** Task to complete **
Gather and copy out every line in the data below that contains the string "chopped".

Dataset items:
───

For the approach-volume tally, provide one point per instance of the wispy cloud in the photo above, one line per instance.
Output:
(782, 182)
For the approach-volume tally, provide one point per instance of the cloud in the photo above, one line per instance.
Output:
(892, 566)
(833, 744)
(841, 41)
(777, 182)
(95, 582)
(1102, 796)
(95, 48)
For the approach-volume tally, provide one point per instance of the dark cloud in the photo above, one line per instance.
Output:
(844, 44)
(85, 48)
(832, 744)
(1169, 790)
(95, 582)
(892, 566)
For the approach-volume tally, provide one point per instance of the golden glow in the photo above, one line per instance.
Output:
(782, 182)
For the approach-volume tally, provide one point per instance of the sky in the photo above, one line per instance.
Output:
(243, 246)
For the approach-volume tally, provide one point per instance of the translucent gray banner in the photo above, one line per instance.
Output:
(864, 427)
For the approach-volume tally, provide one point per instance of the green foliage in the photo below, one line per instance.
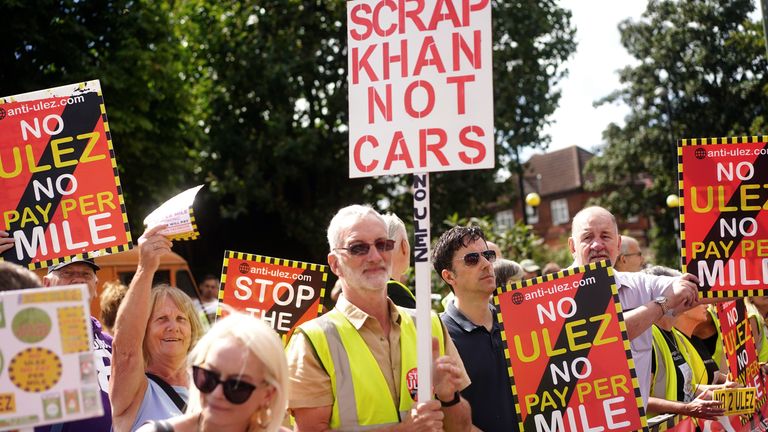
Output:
(131, 47)
(250, 98)
(702, 73)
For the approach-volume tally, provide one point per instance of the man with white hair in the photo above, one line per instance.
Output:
(644, 298)
(364, 349)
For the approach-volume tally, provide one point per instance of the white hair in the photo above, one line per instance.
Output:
(347, 217)
(258, 338)
(395, 227)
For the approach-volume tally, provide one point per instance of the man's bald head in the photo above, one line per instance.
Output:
(631, 257)
(594, 236)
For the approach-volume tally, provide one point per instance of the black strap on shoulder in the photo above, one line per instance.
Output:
(177, 400)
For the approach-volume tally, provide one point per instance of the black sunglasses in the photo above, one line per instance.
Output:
(473, 258)
(235, 390)
(362, 248)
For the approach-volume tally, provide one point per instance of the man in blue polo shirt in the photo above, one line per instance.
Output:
(464, 261)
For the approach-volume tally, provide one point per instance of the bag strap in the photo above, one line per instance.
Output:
(177, 400)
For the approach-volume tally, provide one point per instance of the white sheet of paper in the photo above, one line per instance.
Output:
(174, 213)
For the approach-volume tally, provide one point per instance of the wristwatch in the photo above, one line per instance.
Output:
(456, 399)
(662, 301)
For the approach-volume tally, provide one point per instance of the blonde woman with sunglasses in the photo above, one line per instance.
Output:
(239, 380)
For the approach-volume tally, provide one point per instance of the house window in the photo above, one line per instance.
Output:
(532, 213)
(504, 220)
(560, 211)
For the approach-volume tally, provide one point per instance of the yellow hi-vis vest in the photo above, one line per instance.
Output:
(361, 397)
(664, 355)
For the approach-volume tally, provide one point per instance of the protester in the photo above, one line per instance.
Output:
(109, 300)
(15, 277)
(684, 323)
(550, 267)
(245, 356)
(679, 380)
(462, 259)
(209, 296)
(154, 331)
(397, 291)
(530, 269)
(631, 257)
(645, 298)
(506, 271)
(371, 343)
(83, 271)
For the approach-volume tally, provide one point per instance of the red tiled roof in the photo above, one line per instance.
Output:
(560, 171)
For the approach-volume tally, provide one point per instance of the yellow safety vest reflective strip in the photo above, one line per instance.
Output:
(719, 355)
(361, 396)
(761, 341)
(690, 355)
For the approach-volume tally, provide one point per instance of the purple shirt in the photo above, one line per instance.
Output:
(102, 349)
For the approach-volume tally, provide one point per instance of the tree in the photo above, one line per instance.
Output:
(274, 103)
(131, 48)
(702, 73)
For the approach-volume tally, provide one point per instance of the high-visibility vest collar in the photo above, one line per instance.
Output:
(362, 399)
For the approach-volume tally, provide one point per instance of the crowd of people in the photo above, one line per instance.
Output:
(353, 368)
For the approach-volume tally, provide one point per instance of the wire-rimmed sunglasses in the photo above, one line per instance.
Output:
(235, 390)
(362, 248)
(472, 258)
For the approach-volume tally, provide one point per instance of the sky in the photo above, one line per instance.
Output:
(592, 72)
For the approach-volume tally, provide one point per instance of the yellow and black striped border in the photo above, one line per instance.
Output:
(619, 313)
(112, 249)
(86, 255)
(113, 161)
(228, 254)
(753, 139)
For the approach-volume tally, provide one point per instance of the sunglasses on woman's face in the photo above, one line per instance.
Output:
(235, 390)
(472, 258)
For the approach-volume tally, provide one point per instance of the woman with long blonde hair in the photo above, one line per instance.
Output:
(240, 380)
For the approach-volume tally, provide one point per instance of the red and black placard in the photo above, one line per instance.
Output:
(60, 193)
(724, 214)
(569, 355)
(282, 292)
(739, 346)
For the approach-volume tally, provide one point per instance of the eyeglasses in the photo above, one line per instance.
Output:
(362, 248)
(473, 258)
(235, 390)
(633, 254)
(73, 274)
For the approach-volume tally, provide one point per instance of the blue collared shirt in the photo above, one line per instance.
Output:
(490, 394)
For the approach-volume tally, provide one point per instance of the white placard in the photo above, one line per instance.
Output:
(47, 369)
(420, 86)
(177, 214)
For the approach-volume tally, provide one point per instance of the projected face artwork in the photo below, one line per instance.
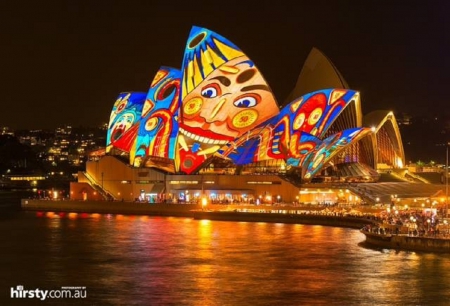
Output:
(219, 105)
(125, 114)
(159, 126)
(223, 96)
(230, 101)
(291, 135)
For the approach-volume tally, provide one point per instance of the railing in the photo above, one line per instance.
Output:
(105, 193)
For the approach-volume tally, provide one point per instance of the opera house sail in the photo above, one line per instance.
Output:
(217, 114)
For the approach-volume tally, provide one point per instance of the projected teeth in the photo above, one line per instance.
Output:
(201, 138)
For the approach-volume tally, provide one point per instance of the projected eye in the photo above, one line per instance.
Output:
(247, 101)
(211, 91)
(121, 106)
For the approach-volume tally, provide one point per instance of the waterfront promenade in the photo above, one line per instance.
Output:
(307, 214)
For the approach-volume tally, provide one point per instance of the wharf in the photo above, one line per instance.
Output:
(238, 213)
(407, 243)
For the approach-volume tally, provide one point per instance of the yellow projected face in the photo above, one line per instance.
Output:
(230, 101)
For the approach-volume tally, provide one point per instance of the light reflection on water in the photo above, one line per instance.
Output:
(141, 260)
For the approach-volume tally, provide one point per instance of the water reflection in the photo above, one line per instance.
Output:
(154, 260)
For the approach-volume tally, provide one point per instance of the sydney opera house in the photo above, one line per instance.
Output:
(214, 129)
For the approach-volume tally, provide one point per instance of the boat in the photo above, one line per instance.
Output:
(407, 242)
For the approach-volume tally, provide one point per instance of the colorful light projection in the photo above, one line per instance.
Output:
(158, 126)
(220, 100)
(122, 128)
(331, 146)
(295, 133)
(223, 96)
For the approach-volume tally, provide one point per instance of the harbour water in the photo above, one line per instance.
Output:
(140, 260)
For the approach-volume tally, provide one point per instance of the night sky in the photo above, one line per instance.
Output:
(66, 61)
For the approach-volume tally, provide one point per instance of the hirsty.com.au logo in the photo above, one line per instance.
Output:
(64, 293)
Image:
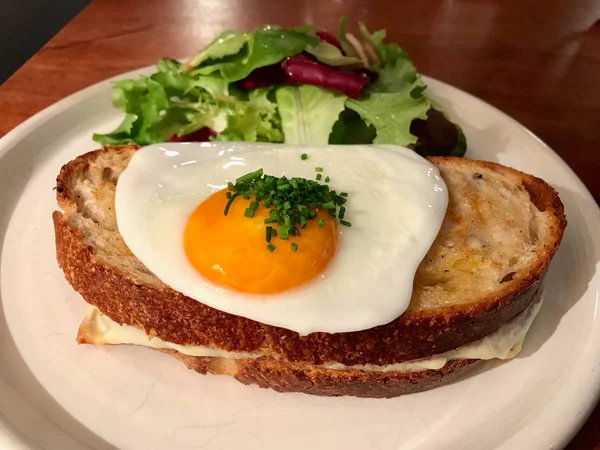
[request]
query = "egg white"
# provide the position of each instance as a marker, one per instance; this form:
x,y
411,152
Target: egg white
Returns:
x,y
396,203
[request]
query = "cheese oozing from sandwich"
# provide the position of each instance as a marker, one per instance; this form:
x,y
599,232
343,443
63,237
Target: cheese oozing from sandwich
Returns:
x,y
504,343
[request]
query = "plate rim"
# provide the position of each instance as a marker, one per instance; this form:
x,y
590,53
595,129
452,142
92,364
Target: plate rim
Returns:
x,y
11,139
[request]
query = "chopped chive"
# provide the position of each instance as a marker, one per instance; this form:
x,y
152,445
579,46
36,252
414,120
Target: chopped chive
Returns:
x,y
250,176
269,233
284,232
291,202
229,202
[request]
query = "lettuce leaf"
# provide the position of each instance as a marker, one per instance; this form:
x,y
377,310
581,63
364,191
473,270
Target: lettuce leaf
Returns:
x,y
351,129
175,102
308,113
227,43
265,46
391,114
254,120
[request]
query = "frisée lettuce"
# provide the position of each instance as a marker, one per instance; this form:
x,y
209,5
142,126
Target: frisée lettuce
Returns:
x,y
298,86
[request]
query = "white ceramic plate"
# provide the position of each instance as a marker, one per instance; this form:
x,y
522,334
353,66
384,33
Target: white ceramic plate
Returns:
x,y
55,394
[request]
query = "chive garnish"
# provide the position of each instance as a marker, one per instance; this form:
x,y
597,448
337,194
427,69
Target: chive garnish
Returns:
x,y
249,177
229,202
291,203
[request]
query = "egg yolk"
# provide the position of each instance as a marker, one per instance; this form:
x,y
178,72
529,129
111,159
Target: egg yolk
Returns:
x,y
231,250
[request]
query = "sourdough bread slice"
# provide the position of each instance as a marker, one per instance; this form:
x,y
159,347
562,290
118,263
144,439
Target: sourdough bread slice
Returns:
x,y
499,234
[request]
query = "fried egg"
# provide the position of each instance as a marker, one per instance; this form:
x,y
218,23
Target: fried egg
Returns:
x,y
170,204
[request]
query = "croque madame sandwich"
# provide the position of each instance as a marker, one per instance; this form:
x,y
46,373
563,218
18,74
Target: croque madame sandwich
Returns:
x,y
334,270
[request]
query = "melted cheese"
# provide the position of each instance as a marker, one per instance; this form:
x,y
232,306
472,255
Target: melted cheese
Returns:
x,y
504,343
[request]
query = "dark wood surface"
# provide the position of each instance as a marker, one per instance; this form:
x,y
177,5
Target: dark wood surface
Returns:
x,y
538,61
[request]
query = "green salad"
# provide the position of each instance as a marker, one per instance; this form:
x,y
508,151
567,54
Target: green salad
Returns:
x,y
297,85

───

** Task output **
query = "chopped chive"
Target: chopped chive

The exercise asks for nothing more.